**EXERCISE GOAL**
Print each entry below precisely as it reads.

Records from a collection

══════════

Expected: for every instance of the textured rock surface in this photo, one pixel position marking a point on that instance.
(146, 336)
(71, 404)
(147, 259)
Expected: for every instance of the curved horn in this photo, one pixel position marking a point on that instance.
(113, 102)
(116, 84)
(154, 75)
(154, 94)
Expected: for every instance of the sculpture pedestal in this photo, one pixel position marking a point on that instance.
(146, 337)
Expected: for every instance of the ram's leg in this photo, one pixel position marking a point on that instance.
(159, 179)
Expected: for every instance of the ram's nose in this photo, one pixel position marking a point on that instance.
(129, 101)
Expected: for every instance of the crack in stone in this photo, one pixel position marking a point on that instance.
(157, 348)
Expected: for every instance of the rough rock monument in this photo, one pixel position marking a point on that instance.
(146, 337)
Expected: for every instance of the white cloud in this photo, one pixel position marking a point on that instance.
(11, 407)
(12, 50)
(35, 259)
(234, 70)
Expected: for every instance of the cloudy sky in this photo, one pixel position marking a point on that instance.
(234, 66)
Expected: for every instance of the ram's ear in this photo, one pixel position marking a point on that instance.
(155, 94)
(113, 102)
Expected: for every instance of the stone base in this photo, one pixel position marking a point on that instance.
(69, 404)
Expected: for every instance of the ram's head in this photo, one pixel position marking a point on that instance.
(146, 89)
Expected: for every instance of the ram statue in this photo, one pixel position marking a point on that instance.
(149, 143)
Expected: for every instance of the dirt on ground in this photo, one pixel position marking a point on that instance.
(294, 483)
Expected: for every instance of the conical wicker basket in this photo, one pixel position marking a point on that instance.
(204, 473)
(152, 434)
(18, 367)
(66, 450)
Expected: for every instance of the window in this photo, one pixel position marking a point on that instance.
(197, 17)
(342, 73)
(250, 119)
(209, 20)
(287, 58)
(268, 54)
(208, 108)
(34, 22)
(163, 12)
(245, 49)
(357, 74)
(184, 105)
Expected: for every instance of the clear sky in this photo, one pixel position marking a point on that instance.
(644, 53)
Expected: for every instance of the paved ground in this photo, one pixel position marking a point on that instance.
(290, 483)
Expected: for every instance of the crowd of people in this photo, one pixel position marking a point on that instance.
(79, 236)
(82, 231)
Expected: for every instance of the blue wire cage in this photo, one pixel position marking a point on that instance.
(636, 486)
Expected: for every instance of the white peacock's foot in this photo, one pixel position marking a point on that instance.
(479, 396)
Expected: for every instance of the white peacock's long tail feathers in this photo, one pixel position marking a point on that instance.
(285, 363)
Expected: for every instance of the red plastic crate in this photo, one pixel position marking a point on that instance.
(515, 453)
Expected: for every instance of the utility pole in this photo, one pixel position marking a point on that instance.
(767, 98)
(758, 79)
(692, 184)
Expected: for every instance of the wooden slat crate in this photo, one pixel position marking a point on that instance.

══════════

**SOLUTION TO THE PROBLEM**
Expected: for every instance of the textured rock surface in this photo, one pixel position marking a point on that instance.
(146, 336)
(71, 404)
(147, 259)
Expected: for every instance of the curved horn in this photo, one pixel position marking a point on that instance.
(113, 102)
(116, 84)
(154, 75)
(154, 94)
Expected: for every instance of the sculpture pedestal in this photo, one pixel position marking a point on that instance.
(146, 337)
Expected: for every instance of the ram's leg in this photo, one pixel position marking a point on that instance.
(159, 179)
Expected: for every instance of the ram's nose in this photo, one pixel position marking a point on that instance.
(129, 101)
Expected: for every instance of the crack in stone in this photo, one pixel position marking a point on that instance.
(157, 348)
Expected: for every instance of the rough rock monument in this photo, one pixel position marking a point on that instance.
(146, 337)
Expected: for every instance of the white cloud in this photo, one pixel position marking a point on that instance.
(11, 407)
(12, 50)
(35, 259)
(234, 70)
Expected: for every instance of the cloudy sky in this photo, one pixel position marking a point on that instance.
(234, 66)
Expected: for every instance of the ram's ear in this photo, one pixel position marking a point on that instance.
(155, 94)
(113, 102)
Expected: for every instance of the stone base in this photo, one pixel position marking a point on that instance.
(69, 404)
Expected: for every instance of the ram's head in this photo, one pixel position marking a point on that instance.
(146, 89)
Expected: for every instance of the ram statue in this photo, one pixel position marking a point on that instance.
(149, 143)
Expected: for every instance of the dirt on ground in this photo, one pixel position marking a point on that instance.
(294, 483)
Expected: for every instance of the conical wicker basket in this photo, one pixel position marking a point on that instance.
(204, 473)
(152, 434)
(18, 367)
(66, 450)
Expected: for every instance of the window in this photo, one pixel position marking a point on that instance.
(197, 17)
(342, 73)
(250, 119)
(209, 20)
(287, 58)
(268, 54)
(208, 108)
(34, 22)
(163, 12)
(245, 49)
(357, 74)
(184, 105)
Expected: for every instance of the clear sky in this photo, one pixel position marking a point on that instance.
(644, 53)
Expected: for every instance of the paved ground in this photo, one pixel position marking a point on that instance.
(290, 483)
Expected: for every instance of the crowd of people in this photo, one pixel position marking a point on that instance.
(79, 236)
(82, 231)
Expected: for every instance of the blue wire cage in this photo, one pixel position marking a point on that instance.
(636, 486)
Expected: for every instance of the white peacock's foot in this photo, one pixel position marking a point on that instance.
(479, 396)
Expected: for every instance of the white peacock's long tail feathers in this photo, one pixel position marking a point on that instance.
(285, 363)
Expected: for every instance of the red plastic crate in this photo, one pixel position marking a point on that instance.
(515, 453)
Expected: for every instance of the utility pole in this photo, one pixel position marking a point on that instance.
(767, 98)
(758, 79)
(692, 184)
Expected: for every instance of the wooden slat crate in this photo, one pixel position marking a point on that instance.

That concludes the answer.